• **TEXT**:
----
Oh yes, right up my street this one, to round off the year in style. A protest song about the New World Order, the Great Reset and all the other nonsense that goes with it.
How many times have I asked this year, “what happened to the protest song?” There used to be hundreds of them but now they are a protected species themselves.
I’d given up the ghost to be honest but then along comes Terje Gravdal, who writes out of the wonderfully named and isolated small town of Odda, for which Bergen is the nearest city.
There’s nothing Odda about Terje even if he bills himself as a ‘Viking Cowboy’, a combination I’m struggling to get a handle on. He’s very much an outdoors sort of guy, at one with animals and the natural world and he works with children with special needs (in addition to his own six kids).
----
• **Stored data entries**:
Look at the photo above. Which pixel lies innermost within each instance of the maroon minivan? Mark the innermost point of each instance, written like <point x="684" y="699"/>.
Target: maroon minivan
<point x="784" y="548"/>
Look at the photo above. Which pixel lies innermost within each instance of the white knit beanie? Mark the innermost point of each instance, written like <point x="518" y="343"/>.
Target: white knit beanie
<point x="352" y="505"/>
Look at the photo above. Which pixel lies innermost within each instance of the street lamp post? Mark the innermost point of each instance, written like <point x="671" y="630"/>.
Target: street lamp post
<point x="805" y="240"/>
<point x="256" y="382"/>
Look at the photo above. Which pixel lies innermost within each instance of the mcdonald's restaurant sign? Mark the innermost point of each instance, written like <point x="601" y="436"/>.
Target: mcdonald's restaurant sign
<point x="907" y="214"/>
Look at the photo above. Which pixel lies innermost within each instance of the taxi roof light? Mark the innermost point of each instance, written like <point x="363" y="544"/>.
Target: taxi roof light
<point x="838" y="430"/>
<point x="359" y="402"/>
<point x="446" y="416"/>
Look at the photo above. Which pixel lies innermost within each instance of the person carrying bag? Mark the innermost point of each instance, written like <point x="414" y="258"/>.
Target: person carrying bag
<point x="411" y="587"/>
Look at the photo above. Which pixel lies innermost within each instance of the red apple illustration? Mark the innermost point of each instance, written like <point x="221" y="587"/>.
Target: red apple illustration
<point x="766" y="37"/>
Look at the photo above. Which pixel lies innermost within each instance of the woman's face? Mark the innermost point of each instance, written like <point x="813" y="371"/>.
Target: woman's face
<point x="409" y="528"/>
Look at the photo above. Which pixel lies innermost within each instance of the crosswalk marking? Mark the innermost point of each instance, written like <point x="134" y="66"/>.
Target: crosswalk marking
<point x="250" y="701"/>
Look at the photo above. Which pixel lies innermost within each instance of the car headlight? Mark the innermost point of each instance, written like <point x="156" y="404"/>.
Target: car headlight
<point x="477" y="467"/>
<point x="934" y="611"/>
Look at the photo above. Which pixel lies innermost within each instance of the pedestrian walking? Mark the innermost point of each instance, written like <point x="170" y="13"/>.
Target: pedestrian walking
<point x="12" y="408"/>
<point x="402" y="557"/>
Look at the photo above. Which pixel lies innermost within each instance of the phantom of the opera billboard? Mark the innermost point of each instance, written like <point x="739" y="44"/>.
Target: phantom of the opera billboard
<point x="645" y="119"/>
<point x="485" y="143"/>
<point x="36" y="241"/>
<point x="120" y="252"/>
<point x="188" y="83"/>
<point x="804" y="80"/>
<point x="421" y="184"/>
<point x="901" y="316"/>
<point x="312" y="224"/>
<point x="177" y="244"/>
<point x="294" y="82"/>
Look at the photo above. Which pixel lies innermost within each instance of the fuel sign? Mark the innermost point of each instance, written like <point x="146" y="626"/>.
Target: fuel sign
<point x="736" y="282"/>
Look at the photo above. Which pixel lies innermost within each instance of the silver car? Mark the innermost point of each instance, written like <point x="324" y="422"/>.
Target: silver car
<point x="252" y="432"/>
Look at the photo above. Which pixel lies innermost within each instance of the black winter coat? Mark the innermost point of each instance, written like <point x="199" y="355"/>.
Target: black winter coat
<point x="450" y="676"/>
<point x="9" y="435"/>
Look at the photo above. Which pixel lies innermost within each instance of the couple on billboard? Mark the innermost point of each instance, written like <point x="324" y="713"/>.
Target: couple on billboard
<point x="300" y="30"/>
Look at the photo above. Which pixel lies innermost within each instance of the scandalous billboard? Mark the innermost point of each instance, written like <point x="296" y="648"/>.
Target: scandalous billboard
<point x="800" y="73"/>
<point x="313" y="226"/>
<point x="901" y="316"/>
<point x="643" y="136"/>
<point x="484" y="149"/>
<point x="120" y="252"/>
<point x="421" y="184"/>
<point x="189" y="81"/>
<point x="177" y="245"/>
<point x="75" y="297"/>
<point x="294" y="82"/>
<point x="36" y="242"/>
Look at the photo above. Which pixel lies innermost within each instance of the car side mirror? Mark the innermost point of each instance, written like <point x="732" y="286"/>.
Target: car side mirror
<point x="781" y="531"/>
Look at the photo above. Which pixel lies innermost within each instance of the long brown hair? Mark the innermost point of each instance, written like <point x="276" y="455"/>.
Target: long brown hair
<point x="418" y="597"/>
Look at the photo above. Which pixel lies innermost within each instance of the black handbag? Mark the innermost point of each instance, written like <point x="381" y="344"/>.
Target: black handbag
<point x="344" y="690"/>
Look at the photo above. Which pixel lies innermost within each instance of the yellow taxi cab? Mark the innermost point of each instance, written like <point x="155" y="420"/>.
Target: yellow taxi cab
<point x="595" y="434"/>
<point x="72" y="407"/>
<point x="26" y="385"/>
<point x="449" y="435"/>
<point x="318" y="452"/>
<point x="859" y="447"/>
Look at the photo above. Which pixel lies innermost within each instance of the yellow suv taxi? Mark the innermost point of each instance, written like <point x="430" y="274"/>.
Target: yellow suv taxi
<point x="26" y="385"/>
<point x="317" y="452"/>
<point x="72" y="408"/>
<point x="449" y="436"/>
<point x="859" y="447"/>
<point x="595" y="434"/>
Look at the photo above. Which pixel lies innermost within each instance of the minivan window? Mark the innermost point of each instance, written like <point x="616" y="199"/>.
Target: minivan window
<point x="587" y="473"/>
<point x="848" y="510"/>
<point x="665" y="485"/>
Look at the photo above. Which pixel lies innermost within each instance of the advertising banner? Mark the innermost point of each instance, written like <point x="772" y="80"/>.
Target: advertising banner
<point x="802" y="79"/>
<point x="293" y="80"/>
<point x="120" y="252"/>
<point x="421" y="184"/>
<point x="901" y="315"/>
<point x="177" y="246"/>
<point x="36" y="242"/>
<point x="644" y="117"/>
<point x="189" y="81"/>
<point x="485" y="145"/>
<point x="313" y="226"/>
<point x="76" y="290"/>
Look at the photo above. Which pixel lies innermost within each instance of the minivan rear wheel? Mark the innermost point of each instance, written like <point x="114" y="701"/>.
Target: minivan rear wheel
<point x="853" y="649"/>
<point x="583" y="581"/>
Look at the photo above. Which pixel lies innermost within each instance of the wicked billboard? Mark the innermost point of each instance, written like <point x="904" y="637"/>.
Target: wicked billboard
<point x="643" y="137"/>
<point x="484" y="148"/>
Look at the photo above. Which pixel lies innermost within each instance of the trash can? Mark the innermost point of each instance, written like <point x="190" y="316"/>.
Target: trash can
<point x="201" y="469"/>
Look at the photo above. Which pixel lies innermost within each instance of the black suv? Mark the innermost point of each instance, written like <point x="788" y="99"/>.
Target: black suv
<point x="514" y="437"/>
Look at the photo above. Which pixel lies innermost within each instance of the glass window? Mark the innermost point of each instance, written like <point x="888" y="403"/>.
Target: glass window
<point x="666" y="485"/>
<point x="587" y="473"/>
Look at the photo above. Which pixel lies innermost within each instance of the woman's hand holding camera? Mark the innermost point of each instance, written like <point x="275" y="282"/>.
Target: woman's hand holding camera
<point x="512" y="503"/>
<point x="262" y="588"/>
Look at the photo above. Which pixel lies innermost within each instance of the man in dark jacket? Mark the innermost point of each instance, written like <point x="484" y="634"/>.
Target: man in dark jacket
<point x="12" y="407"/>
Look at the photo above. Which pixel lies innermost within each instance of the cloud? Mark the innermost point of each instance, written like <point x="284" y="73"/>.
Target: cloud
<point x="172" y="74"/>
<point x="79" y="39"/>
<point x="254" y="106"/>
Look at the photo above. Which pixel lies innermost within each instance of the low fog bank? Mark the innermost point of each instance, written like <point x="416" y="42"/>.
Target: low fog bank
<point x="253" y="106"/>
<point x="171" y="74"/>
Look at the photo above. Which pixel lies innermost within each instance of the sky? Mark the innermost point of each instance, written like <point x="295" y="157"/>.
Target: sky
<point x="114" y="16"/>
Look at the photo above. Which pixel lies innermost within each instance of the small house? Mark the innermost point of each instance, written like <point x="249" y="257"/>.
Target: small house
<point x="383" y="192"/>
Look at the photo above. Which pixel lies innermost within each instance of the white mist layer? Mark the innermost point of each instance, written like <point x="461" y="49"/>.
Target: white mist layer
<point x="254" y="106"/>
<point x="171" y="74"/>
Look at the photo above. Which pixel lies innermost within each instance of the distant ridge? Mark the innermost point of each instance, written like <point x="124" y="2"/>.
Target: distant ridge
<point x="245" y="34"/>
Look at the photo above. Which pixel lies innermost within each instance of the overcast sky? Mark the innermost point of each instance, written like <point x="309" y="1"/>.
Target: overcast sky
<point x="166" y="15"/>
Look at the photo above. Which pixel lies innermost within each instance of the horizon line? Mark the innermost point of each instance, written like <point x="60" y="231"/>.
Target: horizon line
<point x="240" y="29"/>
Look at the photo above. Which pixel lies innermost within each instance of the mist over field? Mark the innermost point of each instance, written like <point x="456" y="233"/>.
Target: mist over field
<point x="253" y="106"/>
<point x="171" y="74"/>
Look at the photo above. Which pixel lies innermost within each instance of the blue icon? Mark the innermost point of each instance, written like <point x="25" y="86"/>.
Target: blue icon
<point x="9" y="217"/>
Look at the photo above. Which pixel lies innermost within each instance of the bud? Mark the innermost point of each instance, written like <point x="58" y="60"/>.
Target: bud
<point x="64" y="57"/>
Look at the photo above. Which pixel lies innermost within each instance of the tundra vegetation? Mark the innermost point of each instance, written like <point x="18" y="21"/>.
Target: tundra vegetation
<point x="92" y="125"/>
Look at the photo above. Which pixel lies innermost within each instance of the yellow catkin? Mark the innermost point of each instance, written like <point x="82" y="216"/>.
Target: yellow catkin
----
• **YOUR TASKS**:
1. In the song review, which city is the nearest one to Odda?
2. Print the song review starting with "I’d given up" and going on through "own six kids).".
You can leave the records aside, since none of this work depends on them.

• **OUTPUTS FOR THE TASKS**:
1. Bergen

2.
I’d given up the ghost to be honest but then along comes Terje Gravdal, who writes out of the wonderfully named and isolated small town of Odda, for which Bergen is the nearest city.
There’s nothing Odda about Terje even if he bills himself as a ‘Viking Cowboy’, a combination I’m struggling to get a handle on. He’s very much an outdoors sort of guy, at one with animals and the natural world and he works with children with special needs (in addition to his own six kids).